• **CONSIGNE**
Modifiez tout le matériel ci-dessous en remplaçant "photo" par "image", sans rien changer d'autre. Ne reproduisez pas les illustrations dans votre réponse.

-------- MATÉRIEL SOURCE --------

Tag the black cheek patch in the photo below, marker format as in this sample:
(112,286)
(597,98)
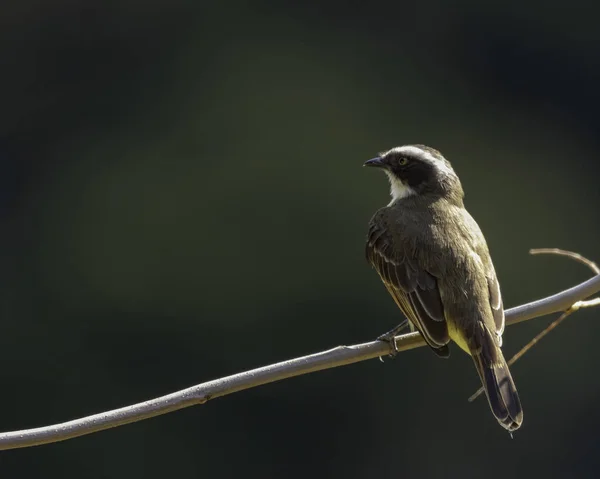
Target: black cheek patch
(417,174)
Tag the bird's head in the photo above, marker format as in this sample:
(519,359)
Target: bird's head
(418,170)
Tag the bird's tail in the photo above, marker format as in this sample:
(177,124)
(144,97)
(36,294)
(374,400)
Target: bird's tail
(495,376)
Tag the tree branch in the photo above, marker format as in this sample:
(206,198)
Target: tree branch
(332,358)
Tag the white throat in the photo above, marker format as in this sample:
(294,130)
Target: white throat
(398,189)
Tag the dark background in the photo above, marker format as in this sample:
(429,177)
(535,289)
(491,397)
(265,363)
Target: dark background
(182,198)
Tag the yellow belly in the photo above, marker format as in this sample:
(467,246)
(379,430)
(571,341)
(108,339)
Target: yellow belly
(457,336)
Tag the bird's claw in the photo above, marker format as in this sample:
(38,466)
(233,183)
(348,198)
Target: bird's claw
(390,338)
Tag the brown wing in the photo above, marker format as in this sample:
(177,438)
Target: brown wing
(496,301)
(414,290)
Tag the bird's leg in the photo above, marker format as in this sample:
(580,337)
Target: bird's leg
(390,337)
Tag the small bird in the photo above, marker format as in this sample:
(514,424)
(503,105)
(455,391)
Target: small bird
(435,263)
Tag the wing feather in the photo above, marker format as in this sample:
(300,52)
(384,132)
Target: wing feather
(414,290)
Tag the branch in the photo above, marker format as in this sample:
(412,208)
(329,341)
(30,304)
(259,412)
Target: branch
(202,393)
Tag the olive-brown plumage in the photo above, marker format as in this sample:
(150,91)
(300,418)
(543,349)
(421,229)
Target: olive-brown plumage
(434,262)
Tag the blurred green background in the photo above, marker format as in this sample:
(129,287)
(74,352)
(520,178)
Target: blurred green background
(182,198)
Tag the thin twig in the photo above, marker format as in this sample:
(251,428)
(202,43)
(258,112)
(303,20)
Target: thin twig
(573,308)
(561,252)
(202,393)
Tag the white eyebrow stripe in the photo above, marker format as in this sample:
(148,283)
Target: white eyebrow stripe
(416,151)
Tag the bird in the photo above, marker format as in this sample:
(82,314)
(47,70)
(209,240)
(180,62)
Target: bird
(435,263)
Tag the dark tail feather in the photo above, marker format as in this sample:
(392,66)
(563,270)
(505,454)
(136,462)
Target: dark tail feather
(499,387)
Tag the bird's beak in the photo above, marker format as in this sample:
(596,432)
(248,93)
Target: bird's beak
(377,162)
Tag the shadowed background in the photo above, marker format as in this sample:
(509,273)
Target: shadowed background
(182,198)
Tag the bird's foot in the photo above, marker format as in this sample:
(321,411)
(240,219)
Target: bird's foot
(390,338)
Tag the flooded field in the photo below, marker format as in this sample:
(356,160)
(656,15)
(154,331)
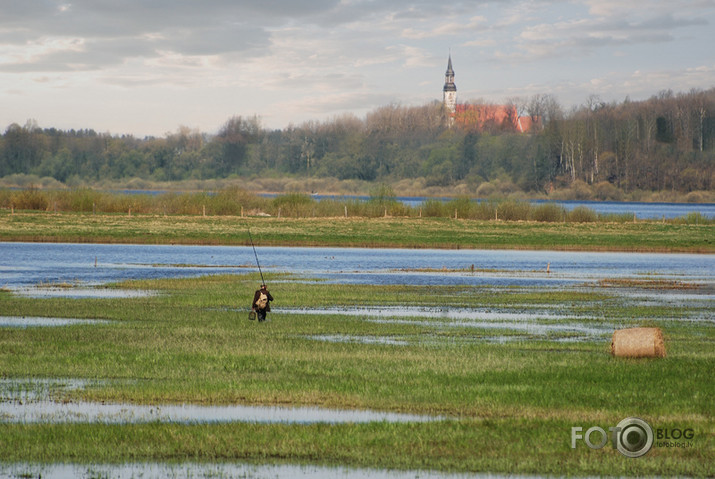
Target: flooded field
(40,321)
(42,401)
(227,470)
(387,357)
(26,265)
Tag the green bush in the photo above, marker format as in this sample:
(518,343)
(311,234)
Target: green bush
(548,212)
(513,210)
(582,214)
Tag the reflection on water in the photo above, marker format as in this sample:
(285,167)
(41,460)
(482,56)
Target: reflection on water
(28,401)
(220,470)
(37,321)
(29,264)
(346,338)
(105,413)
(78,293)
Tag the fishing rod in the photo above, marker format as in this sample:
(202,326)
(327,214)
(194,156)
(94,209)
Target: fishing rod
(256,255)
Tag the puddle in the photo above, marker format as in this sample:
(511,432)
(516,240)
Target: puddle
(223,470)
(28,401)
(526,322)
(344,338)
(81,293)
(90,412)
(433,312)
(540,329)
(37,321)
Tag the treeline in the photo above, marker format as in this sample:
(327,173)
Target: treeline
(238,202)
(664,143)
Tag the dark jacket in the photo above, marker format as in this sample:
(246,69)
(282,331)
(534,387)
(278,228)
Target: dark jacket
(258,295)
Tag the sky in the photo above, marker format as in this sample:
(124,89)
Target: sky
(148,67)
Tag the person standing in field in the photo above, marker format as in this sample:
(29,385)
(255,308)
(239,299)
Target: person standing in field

--------

• **EXERCICE CORRIGÉ**
Tag the black cheek patch in the image below, marker format as in this sample:
(112,286)
(597,98)
Target: black cheek patch
(417,174)
Tag the bird's head in the image above, marker format as in this sample:
(519,359)
Target: bird's head
(418,170)
Tag the bird's tail in the image above, marker format as in this sample:
(177,124)
(144,97)
(36,294)
(374,400)
Target: bird's tail
(495,376)
Tag the tree branch in the image above, marker format as in this sample:
(206,198)
Target: tree branch
(332,358)
Tag the white throat in the image above, marker format as in this sample:
(294,130)
Target: white throat
(398,189)
Tag the dark background in the image above, marker format as in this sample:
(429,177)
(535,289)
(491,397)
(265,363)
Target: dark background
(182,198)
Tag the yellow belly in the image above, marker format as in this sample:
(467,246)
(379,430)
(571,341)
(108,339)
Target: yellow belly
(457,336)
Tag the bird's claw in the image above, marker format as in this sample:
(38,466)
(233,183)
(348,198)
Target: bird's claw
(390,338)
Tag the brown wing in the image above, marker format as in this sample:
(177,438)
Target: brown wing
(496,301)
(414,290)
Tag the bird's leg in the image above, marker format as in this sample:
(580,337)
Target: bird's leg
(390,337)
Tag the small bird in the image above, marker format as in this sample:
(514,424)
(503,105)
(455,391)
Target: small bird
(435,263)
Tag the wing feather in the image above, marker format as in this sample:
(300,52)
(384,132)
Target: wing feather
(414,290)
Tag the branch in the image above, marker format as in this sample:
(412,208)
(329,341)
(30,304)
(259,412)
Target: branch
(202,393)
Tag the olive-brown plumage in the image above, marker format as in this sample:
(150,91)
(300,418)
(543,349)
(421,229)
Target: olive-brown plumage
(434,262)
Tag the blurred green background in the image above, marker format as in this sample:
(129,287)
(74,352)
(520,178)
Target: blurred green background
(182,198)
Tag the thin twig in the image above, marker format as in this sample:
(251,428)
(202,43)
(258,112)
(303,20)
Target: thin twig
(573,308)
(561,252)
(202,393)
Tag the white eyebrow stripe in the image above, marker format as in this sample:
(148,283)
Target: white eyebrow stripe
(416,151)
Tag the bird in the image above, marker format as in this sample:
(82,314)
(47,70)
(209,240)
(180,62)
Target: bird
(435,263)
Tag the dark tail feather in the image above, marker format as in this sample:
(392,66)
(563,270)
(505,454)
(136,462)
Target: dark tail feather
(499,387)
Tag the bird's beak in the image above, marker format as in this sample:
(596,432)
(248,93)
Target: bird's beak
(377,162)
Tag the shadowed background in the image above, marker format as in this sample:
(509,273)
Target: shadowed background
(182,198)
Tag the bird's foot in the image above, marker format as in this sample:
(321,411)
(240,219)
Target: bird's foot
(390,338)
Tag the flooded field in the image below, marker format as in this sample:
(356,160)
(656,15)
(154,331)
Target: flooded field
(40,321)
(42,401)
(227,470)
(387,357)
(26,265)
Tag the green bush in the image above, marker format as in this sample:
(518,343)
(311,234)
Target: green bush
(548,212)
(513,210)
(582,214)
Tag the reflection on water in the image above, marker format as in this sample:
(285,167)
(41,460)
(482,56)
Target: reflection on water
(28,401)
(220,470)
(37,321)
(29,264)
(346,338)
(105,413)
(78,293)
Tag the fishing rod in the image above, marker format as in this sample:
(202,326)
(327,214)
(194,156)
(94,209)
Target: fishing rod
(256,255)
Tag the puddle in the image above, marker format as in this sample:
(511,432)
(516,240)
Target: puddle
(223,470)
(28,401)
(526,322)
(344,338)
(81,293)
(90,412)
(433,312)
(540,329)
(37,321)
Tag the treeline in the image above, marker format as in this sample:
(327,173)
Target: treeline
(238,202)
(664,143)
Tag the dark jacket in the image above, marker format as in this sample:
(246,69)
(282,331)
(534,387)
(278,228)
Target: dark jacket
(258,295)
Tag the sky in the image above, marker format as in this sample:
(124,89)
Target: sky
(148,67)
Tag the person standing in field in the image above, marker format as in this sample:
(29,385)
(255,308)
(239,299)
Target: person standing in field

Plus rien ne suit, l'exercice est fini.